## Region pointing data
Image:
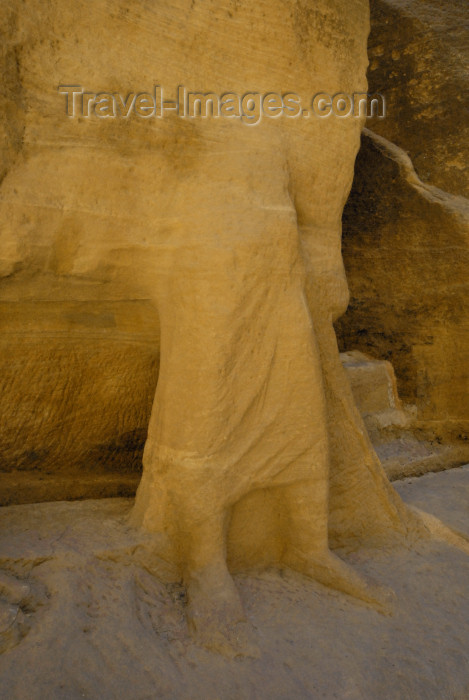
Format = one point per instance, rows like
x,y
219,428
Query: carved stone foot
x,y
328,569
215,614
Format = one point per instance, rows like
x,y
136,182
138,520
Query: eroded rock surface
x,y
104,627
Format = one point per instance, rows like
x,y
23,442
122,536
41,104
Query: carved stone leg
x,y
214,614
308,551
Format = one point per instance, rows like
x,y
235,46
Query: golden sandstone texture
x,y
406,224
201,257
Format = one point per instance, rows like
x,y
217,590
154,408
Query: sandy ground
x,y
97,625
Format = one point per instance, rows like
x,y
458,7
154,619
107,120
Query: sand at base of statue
x,y
98,625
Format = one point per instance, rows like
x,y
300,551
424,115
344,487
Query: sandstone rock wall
x,y
406,225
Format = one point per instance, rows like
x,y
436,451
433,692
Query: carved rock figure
x,y
255,454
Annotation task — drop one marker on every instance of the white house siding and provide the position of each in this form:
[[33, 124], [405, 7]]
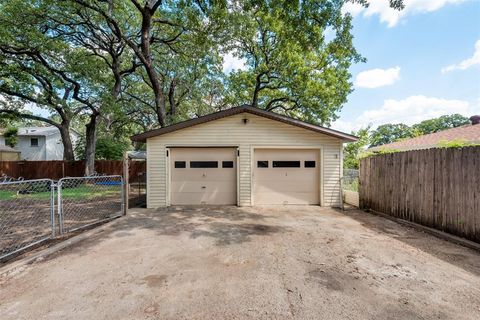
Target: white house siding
[[231, 131], [54, 147], [32, 153]]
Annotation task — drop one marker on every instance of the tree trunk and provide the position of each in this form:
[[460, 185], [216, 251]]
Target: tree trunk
[[90, 144], [67, 142]]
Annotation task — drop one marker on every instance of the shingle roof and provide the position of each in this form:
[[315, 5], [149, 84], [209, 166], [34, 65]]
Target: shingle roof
[[8, 149], [37, 131], [236, 110], [468, 133]]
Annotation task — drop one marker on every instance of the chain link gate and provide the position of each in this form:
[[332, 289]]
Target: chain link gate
[[27, 214], [84, 201], [34, 211]]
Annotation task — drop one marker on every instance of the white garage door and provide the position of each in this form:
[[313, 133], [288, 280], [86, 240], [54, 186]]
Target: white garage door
[[203, 176], [286, 176]]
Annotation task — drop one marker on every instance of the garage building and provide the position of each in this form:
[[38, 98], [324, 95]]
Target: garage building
[[243, 156]]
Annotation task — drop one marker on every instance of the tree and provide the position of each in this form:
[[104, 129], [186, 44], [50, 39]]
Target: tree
[[174, 44], [352, 150], [389, 133], [11, 136], [439, 124], [293, 67], [28, 76]]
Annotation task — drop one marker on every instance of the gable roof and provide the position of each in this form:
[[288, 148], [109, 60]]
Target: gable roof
[[468, 133], [247, 109], [8, 149]]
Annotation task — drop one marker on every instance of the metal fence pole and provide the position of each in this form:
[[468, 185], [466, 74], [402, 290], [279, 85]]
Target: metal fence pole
[[52, 207], [59, 206]]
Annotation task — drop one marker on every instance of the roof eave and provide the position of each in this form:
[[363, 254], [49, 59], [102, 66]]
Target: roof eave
[[237, 110]]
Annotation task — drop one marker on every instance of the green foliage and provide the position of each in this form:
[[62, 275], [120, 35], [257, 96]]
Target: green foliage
[[110, 149], [292, 68], [456, 143], [352, 150], [389, 133], [352, 185], [439, 124], [11, 136], [107, 148]]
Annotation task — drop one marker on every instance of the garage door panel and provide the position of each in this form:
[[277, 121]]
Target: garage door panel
[[279, 188], [269, 198], [291, 175], [194, 175], [193, 186], [286, 185], [193, 198], [202, 186]]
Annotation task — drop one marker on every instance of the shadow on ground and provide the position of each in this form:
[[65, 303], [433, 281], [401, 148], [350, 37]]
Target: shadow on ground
[[462, 257], [225, 225]]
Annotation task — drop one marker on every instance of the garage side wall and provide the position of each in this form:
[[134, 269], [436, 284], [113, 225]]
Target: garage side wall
[[232, 131]]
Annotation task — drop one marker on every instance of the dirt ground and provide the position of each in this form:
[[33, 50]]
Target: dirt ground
[[249, 263]]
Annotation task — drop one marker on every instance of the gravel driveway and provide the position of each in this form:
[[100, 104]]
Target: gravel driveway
[[250, 263]]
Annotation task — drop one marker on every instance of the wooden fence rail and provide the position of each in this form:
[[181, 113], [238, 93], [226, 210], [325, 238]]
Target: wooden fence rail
[[438, 188], [59, 169]]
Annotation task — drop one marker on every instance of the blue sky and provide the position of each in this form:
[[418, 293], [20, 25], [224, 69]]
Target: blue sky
[[422, 63]]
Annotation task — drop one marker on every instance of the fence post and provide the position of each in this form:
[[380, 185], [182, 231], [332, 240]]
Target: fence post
[[125, 186], [52, 207], [59, 206]]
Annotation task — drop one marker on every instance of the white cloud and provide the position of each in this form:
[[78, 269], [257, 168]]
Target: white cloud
[[230, 62], [376, 78], [467, 63], [392, 16], [409, 111]]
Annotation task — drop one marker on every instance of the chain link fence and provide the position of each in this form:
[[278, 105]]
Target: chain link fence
[[83, 201], [33, 211], [350, 185], [26, 214]]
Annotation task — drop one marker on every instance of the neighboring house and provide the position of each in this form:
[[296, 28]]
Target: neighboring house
[[39, 143], [469, 134], [9, 154], [243, 156]]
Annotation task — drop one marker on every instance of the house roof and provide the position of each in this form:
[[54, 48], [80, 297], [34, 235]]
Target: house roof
[[467, 133], [8, 149], [247, 109], [37, 131]]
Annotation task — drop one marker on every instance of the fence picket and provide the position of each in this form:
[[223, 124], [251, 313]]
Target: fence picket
[[439, 188]]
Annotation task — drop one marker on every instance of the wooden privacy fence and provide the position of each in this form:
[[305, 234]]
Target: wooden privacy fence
[[438, 188], [59, 169]]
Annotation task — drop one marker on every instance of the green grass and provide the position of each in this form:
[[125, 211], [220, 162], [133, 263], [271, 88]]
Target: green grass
[[77, 193], [351, 185]]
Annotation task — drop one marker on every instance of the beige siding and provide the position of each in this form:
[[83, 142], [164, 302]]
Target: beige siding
[[231, 131]]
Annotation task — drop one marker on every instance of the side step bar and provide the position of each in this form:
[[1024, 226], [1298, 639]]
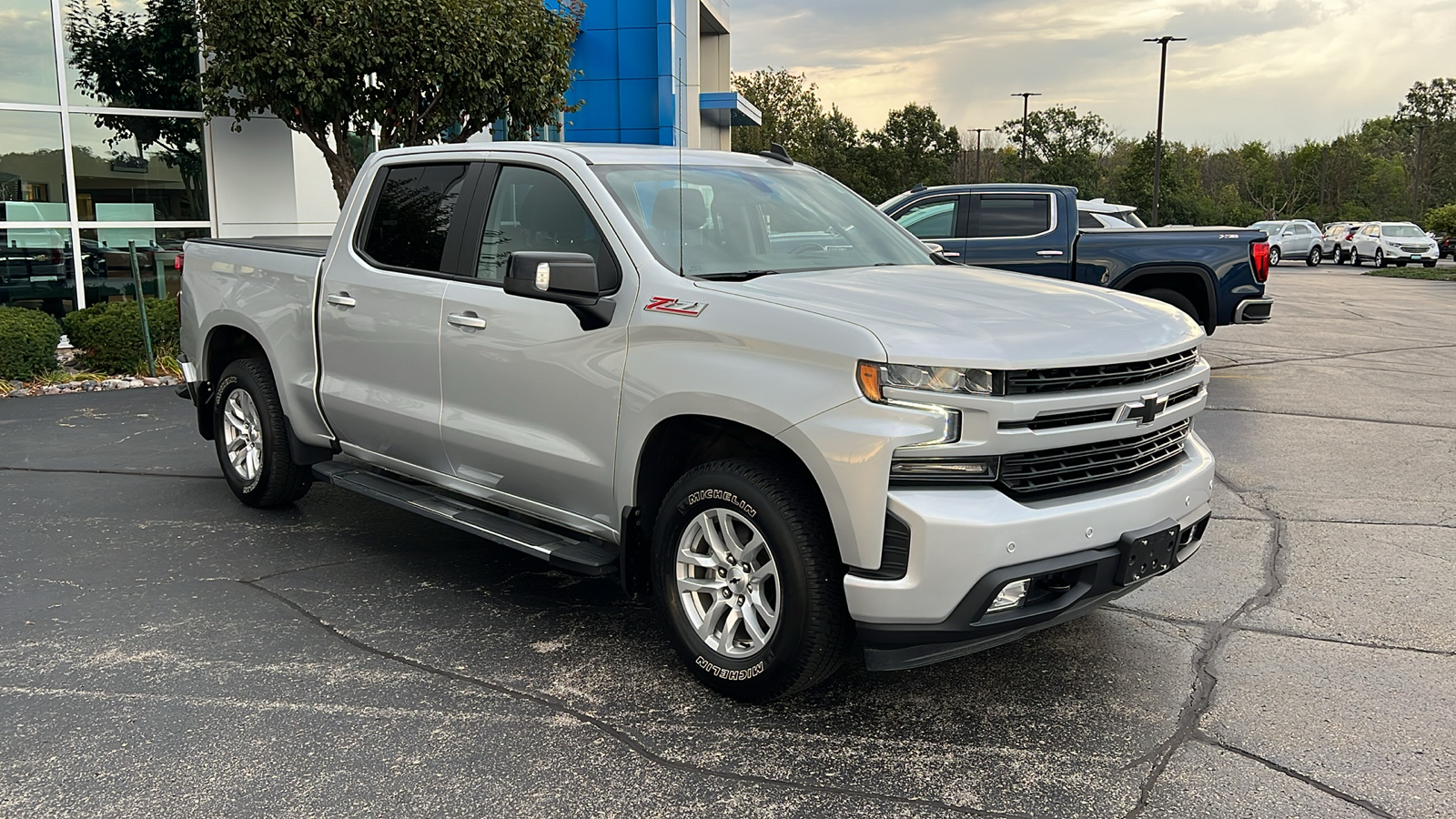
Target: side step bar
[[561, 551]]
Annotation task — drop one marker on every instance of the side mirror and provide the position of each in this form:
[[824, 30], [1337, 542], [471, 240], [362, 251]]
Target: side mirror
[[567, 278]]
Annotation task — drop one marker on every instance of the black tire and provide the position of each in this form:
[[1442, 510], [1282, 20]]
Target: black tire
[[277, 480], [1176, 299], [812, 634]]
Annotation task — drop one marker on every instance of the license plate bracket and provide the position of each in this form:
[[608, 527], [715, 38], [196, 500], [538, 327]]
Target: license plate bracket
[[1147, 552]]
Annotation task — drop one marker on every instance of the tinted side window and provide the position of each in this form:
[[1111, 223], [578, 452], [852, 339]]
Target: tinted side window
[[1014, 216], [412, 213], [536, 210], [929, 219]]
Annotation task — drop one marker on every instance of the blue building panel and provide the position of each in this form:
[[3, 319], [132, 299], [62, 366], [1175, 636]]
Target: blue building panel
[[630, 56]]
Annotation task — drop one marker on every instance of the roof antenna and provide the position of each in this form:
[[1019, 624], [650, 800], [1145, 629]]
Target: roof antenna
[[776, 152]]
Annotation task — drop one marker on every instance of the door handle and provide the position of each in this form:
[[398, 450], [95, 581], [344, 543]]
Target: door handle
[[466, 319]]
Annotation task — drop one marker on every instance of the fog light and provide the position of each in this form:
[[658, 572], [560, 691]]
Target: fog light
[[1011, 596]]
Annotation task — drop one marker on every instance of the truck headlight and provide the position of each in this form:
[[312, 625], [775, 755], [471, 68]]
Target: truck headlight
[[870, 383], [931, 379]]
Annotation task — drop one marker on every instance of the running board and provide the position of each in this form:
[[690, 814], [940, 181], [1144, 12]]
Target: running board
[[561, 551]]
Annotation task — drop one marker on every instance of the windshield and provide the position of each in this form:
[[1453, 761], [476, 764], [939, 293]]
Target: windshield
[[715, 220], [1407, 230]]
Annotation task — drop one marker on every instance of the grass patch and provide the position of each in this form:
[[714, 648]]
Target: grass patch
[[1431, 273]]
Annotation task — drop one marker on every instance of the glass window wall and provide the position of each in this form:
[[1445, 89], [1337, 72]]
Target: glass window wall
[[159, 261], [33, 169], [36, 268], [26, 53], [138, 167]]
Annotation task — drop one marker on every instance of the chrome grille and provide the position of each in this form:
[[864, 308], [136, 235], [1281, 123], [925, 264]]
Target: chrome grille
[[1052, 470], [1098, 376]]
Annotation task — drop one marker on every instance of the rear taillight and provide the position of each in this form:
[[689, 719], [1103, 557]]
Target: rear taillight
[[1259, 258]]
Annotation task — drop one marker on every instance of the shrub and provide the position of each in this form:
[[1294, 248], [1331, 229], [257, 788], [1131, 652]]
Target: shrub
[[108, 337], [28, 341]]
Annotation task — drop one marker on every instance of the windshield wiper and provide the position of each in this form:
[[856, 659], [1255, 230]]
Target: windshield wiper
[[734, 276]]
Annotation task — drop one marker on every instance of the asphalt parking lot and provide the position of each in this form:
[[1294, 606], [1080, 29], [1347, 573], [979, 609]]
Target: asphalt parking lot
[[167, 652]]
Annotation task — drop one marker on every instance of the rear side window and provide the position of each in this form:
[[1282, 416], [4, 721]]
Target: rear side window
[[929, 219], [1012, 215], [412, 210]]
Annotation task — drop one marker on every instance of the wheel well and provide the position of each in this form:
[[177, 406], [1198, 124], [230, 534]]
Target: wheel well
[[677, 445], [228, 344], [225, 346], [1190, 285]]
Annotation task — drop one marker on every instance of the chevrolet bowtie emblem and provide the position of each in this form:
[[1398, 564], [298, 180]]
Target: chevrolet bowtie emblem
[[1147, 410]]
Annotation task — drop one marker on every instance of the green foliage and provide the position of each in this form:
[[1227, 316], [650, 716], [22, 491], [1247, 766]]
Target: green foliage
[[143, 60], [424, 70], [1390, 167], [108, 336], [1441, 220], [1063, 147], [28, 341]]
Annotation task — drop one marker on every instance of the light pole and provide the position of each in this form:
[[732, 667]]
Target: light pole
[[1026, 106], [1416, 188], [979, 152], [1158, 145]]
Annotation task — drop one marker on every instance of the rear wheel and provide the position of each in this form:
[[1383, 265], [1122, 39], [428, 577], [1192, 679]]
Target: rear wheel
[[1176, 299], [252, 439], [749, 579]]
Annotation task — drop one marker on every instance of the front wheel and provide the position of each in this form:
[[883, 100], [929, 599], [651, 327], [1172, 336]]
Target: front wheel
[[746, 570], [252, 439]]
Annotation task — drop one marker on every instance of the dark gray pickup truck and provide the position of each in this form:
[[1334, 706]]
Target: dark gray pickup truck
[[1215, 274]]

## WHAT TO PRODUCE
Starting at the line that contains "[[305, 234]]" and stopping after the line that contains "of the beige", write out every line exactly as it appears above, and no other line.

## RESULT OF THIS EXERCISE
[[305, 234]]
Target: wooden privacy fence
[[438, 188], [59, 169]]
Annotation task — drop one marker on every instance of the green grass and provide the position of each in this form:
[[125, 211], [220, 162], [133, 263], [271, 88]]
Target: green grass
[[77, 193], [351, 185]]
Annotation task — drop one marker on every instance of the beige siding and provide the position of each in this form:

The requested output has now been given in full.